> **Written request 1**:
For the passage on Middleton's witch scenes, decide whether each statement (a), (b) and (c) agrees with it, answering yes or no and quoting the deciding words. (a) Firedrake is a Spirit mentioned by Scot. (b) The origin of "Black Spirits and White! Red Spirits and Gray!" is clearly established. (c) Liard is a Lion-Spirit.
> **Written request 2**:
Summarize the passage on Middleton's witch scenes in two sentences.

In the midst, we find an Invocation to Ursula Kemp’s two familiar-Spirits, Titty and Tiffin, to “keep it stiff in” (I’ll let you figure that out for yourself, how they keep it “stiff in”). Firedrake and Pucky (Puck) are invoked, to bless the Working with Luck: Puck is the famous fellow from A Midsummer Night’s Dream, and Firedrake is a Spirit mentioned by Scot, a Fire-Dragon sort of Creature. Liard and Robin “must bob in,” to add their presence, Liard being a Lion-Spirit and Robin another Form of Puck.

Heading all this is: Black Spirits and White! Red Spirits and Gray! It is not entirely clear whence this derives, but here it is, in Mr. Middleton’s 17th century play: an Invocation to 4 Mighty Spirits, one Black, one White, one Red, one Gray.

It makes me think of Wiccans who assign black, white, red, and gray to the Directions, calling in same when they wish to Quarter their Circle.

The Witches “show Reverence to yond peeping Moon”: which is something that happens periodically in a Witch-Play (as it does, for instance, in Jonson’s Masque of Queens), when Witches stop to Reverence the Moon. Something about this seems to scream “Ancient British Moon-Worship!” to me- but that’s just me.

“Here they dance The Witches’ Dance and exeunt.”

In other words: after Circling About their Cauldron singing the Charm-Song “Black Spirits”- the Witches dance the Witches’ Dance and exit the stage (done with their part in the show).

The Witches’ Dance is the Ultimate Climax to the Witch-Scenes in Middleton’s Witch-Play; it is presumably the vehicle that sets in (final) motion the Magickal Charms of the Witches.

In context, the scene undeniably demonstrates (1) going “About” in a Circle (perhaps around a boiling cauldron, perhaps not; I would expect this might not always be convenient), whilst (2) chanting or singing a “Charm-Song,” (3) followed by executing the “Witches’ Dance”- these constitute “Witchcraft” to Middleton’s audience.

(Coordinate labeling data)
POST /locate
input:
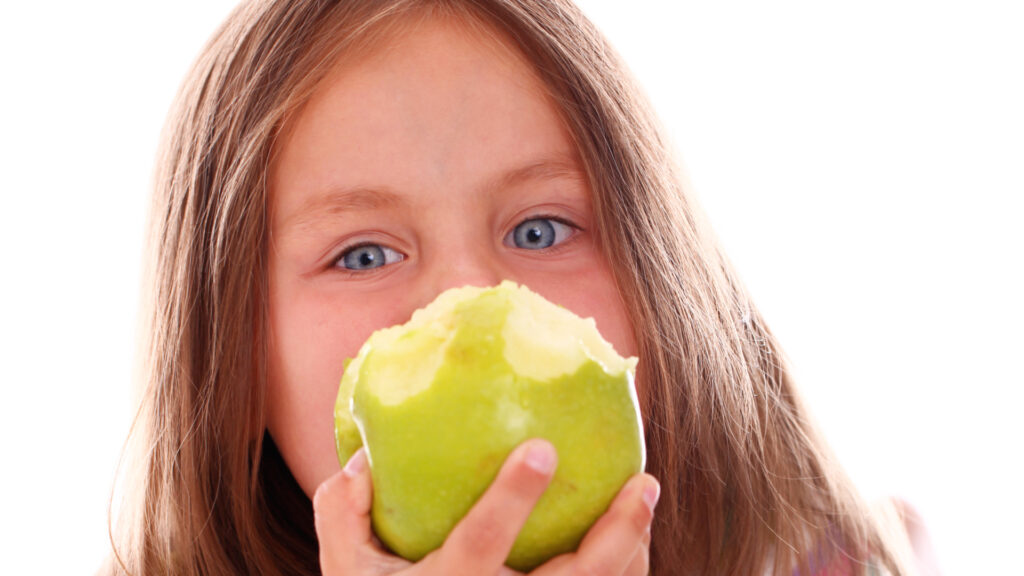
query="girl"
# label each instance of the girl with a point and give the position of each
(332, 166)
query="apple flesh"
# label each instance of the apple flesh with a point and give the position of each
(440, 402)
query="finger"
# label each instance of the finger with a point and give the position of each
(610, 544)
(341, 512)
(481, 541)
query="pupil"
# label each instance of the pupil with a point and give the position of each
(536, 234)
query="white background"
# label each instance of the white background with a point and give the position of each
(862, 162)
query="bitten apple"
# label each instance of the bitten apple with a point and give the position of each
(441, 401)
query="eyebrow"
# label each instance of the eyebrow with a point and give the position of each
(358, 199)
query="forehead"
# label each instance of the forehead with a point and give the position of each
(432, 101)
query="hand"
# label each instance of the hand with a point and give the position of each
(617, 544)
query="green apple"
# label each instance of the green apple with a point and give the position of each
(441, 401)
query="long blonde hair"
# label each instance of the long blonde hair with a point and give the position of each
(748, 484)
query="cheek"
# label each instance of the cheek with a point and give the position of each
(310, 337)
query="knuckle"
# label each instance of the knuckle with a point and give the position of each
(586, 569)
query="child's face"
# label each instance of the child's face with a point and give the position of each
(433, 163)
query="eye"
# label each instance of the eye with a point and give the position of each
(368, 256)
(537, 234)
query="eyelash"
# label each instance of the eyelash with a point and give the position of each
(542, 216)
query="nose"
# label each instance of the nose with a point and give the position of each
(454, 266)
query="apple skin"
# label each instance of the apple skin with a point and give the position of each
(435, 452)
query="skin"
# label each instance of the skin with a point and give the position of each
(434, 151)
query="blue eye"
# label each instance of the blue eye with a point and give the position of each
(368, 256)
(537, 234)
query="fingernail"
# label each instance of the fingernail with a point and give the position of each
(356, 463)
(541, 457)
(651, 493)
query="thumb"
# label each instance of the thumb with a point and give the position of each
(341, 509)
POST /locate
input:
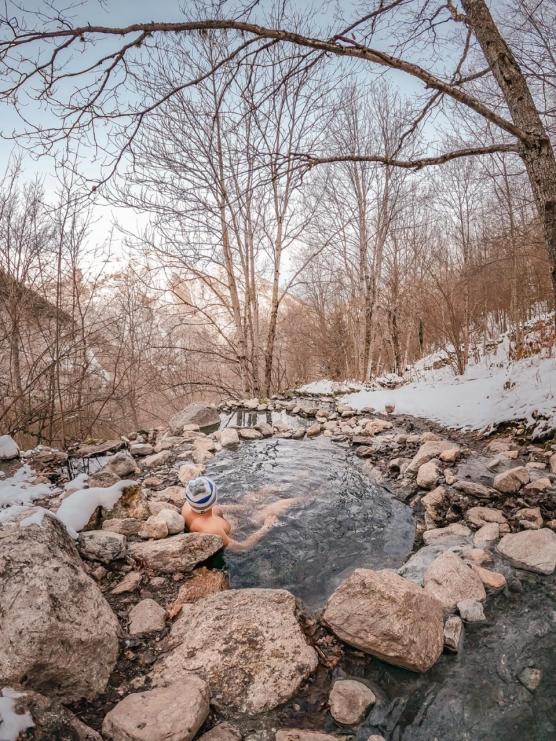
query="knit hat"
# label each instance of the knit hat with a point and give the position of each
(200, 494)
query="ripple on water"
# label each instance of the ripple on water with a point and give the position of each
(343, 521)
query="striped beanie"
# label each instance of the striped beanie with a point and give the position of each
(200, 494)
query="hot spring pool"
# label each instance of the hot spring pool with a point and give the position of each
(343, 521)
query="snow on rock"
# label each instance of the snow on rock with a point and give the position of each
(8, 448)
(76, 510)
(12, 723)
(482, 396)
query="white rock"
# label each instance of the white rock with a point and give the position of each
(246, 643)
(349, 701)
(173, 713)
(8, 448)
(147, 616)
(532, 550)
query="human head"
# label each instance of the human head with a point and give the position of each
(200, 494)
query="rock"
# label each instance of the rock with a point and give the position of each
(385, 615)
(511, 481)
(173, 520)
(530, 518)
(102, 545)
(246, 643)
(8, 448)
(474, 489)
(146, 616)
(124, 526)
(229, 437)
(250, 433)
(313, 430)
(433, 501)
(480, 516)
(141, 449)
(530, 677)
(200, 415)
(173, 713)
(54, 621)
(428, 451)
(188, 472)
(176, 554)
(299, 734)
(222, 732)
(129, 583)
(453, 633)
(532, 550)
(486, 535)
(155, 527)
(158, 459)
(491, 579)
(48, 721)
(539, 485)
(121, 464)
(471, 610)
(450, 455)
(202, 583)
(349, 701)
(428, 474)
(440, 534)
(450, 580)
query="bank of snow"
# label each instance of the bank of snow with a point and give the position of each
(486, 394)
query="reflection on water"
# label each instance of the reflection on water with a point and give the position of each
(343, 521)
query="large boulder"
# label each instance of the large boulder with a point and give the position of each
(173, 713)
(59, 635)
(176, 554)
(247, 644)
(42, 719)
(532, 550)
(385, 615)
(195, 414)
(450, 580)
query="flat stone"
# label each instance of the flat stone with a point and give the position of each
(246, 643)
(473, 489)
(173, 713)
(471, 611)
(428, 451)
(229, 438)
(428, 474)
(511, 481)
(532, 550)
(176, 554)
(129, 583)
(480, 516)
(385, 615)
(102, 545)
(438, 534)
(450, 580)
(453, 633)
(222, 732)
(486, 535)
(123, 525)
(349, 701)
(146, 616)
(491, 579)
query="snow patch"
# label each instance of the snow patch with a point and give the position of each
(76, 510)
(12, 723)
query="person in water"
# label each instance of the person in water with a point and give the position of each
(203, 515)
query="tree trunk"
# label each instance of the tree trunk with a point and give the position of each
(536, 151)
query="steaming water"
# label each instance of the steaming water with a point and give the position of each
(344, 521)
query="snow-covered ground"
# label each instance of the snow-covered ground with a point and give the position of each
(492, 390)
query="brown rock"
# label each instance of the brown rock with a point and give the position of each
(387, 616)
(450, 580)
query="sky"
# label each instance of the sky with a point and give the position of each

> **Correct output 1**:
(a) Yes: "Firedrake is a Spirit mentioned by Scot, a Fire-Dragon sort of Creature"
(b) No: "It is not entirely clear whence this derives"
(c) Yes: "Liard being a Lion-Spirit"

> **Correct output 2**:
In Middleton's 17th-century play, the Witches invoke Spirits such as Titty, Tiffin, Firedrake, Pucky, Liard and Robin under the heading "Black Spirits and White! Red Spirits and Gray!", then dance the Witches' Dance and exit the stage. The passage holds that circling about while singing a Charm-Song and then performing the Witches' Dance constituted "Witchcraft" to Middleton's audience.